[Short task]
Starting with the line that contains "point: woman's hand", write out each line through the end of the listing, unchanged. Output nothing else.

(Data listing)
──────────

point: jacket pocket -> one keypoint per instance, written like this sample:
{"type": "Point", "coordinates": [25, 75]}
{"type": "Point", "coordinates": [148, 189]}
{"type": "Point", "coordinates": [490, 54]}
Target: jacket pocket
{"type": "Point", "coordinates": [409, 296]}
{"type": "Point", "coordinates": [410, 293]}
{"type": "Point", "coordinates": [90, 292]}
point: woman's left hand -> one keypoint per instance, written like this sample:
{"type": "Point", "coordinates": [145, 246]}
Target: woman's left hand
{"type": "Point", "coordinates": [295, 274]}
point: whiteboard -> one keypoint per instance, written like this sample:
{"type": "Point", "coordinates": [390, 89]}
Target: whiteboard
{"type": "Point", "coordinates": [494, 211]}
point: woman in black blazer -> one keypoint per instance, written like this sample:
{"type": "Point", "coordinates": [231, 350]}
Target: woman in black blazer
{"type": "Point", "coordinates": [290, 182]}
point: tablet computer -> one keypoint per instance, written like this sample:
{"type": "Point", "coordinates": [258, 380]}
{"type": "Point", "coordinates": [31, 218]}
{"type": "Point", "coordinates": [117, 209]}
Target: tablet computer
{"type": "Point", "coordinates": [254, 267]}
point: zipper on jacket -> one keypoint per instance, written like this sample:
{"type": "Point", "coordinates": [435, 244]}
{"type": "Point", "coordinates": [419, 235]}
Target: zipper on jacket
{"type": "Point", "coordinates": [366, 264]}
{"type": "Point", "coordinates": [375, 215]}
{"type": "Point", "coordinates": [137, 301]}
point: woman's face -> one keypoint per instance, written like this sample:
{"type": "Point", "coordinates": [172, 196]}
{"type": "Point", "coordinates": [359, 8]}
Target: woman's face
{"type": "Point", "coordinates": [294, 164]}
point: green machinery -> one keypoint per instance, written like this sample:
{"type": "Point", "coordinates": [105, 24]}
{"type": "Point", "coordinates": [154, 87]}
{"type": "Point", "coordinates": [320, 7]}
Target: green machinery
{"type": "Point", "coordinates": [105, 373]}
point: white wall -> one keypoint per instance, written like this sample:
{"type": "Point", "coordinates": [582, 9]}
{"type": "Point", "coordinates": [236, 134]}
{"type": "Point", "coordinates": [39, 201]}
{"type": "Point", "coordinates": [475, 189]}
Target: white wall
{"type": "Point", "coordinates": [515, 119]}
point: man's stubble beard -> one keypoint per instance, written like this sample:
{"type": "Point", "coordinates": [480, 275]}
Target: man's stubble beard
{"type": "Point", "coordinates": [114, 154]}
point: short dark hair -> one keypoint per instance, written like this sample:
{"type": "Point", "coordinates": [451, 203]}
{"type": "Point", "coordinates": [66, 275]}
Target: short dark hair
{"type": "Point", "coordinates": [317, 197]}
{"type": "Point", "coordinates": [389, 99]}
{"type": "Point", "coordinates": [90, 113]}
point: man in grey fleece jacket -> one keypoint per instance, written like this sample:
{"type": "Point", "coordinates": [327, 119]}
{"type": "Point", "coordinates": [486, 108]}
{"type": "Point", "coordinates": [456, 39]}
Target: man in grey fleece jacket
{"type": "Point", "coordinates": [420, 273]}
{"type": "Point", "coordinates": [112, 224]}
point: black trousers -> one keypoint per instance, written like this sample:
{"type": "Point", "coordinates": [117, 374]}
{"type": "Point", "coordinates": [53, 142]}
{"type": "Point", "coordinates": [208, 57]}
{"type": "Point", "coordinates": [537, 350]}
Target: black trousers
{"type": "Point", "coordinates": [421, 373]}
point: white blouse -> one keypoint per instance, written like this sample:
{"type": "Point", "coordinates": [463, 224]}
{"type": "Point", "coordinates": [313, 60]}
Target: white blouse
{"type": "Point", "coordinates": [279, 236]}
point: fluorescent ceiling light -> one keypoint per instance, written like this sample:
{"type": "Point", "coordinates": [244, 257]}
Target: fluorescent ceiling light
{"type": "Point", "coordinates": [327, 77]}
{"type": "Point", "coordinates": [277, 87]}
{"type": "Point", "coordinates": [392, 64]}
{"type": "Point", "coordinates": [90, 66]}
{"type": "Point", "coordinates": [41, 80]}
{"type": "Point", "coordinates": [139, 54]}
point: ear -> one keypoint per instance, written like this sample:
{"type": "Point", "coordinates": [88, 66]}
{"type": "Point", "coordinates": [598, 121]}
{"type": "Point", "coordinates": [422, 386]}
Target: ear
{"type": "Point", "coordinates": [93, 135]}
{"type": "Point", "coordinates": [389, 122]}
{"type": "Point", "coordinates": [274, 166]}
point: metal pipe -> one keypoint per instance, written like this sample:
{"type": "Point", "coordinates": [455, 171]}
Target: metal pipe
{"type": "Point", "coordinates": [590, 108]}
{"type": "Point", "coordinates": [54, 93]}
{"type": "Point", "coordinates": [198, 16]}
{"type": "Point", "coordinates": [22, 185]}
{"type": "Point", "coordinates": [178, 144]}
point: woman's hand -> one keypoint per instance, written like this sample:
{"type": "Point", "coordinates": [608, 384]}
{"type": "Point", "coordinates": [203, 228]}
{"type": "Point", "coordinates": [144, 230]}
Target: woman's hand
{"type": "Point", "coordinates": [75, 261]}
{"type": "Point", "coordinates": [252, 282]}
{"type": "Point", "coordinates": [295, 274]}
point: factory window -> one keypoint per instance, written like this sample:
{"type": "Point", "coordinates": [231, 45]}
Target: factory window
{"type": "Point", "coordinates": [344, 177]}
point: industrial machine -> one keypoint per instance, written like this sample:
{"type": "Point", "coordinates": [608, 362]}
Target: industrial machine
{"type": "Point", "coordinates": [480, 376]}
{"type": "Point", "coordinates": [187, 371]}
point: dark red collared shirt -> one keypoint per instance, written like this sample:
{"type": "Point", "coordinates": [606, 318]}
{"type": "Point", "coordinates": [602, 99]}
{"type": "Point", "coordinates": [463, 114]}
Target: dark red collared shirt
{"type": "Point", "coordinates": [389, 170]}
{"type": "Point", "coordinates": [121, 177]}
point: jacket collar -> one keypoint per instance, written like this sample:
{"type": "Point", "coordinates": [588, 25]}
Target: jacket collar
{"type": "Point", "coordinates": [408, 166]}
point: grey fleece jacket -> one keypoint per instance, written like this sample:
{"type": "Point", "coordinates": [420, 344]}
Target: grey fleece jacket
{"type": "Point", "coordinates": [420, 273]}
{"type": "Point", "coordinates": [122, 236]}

──────────

[Full answer]
point: woman's hand -> one keypoint per instance, written like this sample:
{"type": "Point", "coordinates": [608, 384]}
{"type": "Point", "coordinates": [203, 228]}
{"type": "Point", "coordinates": [144, 230]}
Target: woman's hand
{"type": "Point", "coordinates": [75, 261]}
{"type": "Point", "coordinates": [252, 282]}
{"type": "Point", "coordinates": [295, 274]}
point: factory window -> one keypoint per instance, written like this sample:
{"type": "Point", "coordinates": [231, 45]}
Target: factory window
{"type": "Point", "coordinates": [344, 177]}
point: industrial machine -> one keypoint per instance, written like this sample:
{"type": "Point", "coordinates": [608, 362]}
Target: industrial machine
{"type": "Point", "coordinates": [480, 376]}
{"type": "Point", "coordinates": [187, 371]}
point: dark red collared shirt -> one keypoint per instance, written like this sample:
{"type": "Point", "coordinates": [606, 318]}
{"type": "Point", "coordinates": [602, 99]}
{"type": "Point", "coordinates": [463, 114]}
Target: dark red collared shirt
{"type": "Point", "coordinates": [389, 170]}
{"type": "Point", "coordinates": [121, 177]}
point: jacket collar -> one keypoint per instance, written like this sample:
{"type": "Point", "coordinates": [588, 25]}
Target: jacket collar
{"type": "Point", "coordinates": [408, 166]}
point: grey fleece jacket -> one keypoint per instance, written like this sample:
{"type": "Point", "coordinates": [420, 344]}
Target: grey fleece jacket
{"type": "Point", "coordinates": [420, 273]}
{"type": "Point", "coordinates": [122, 236]}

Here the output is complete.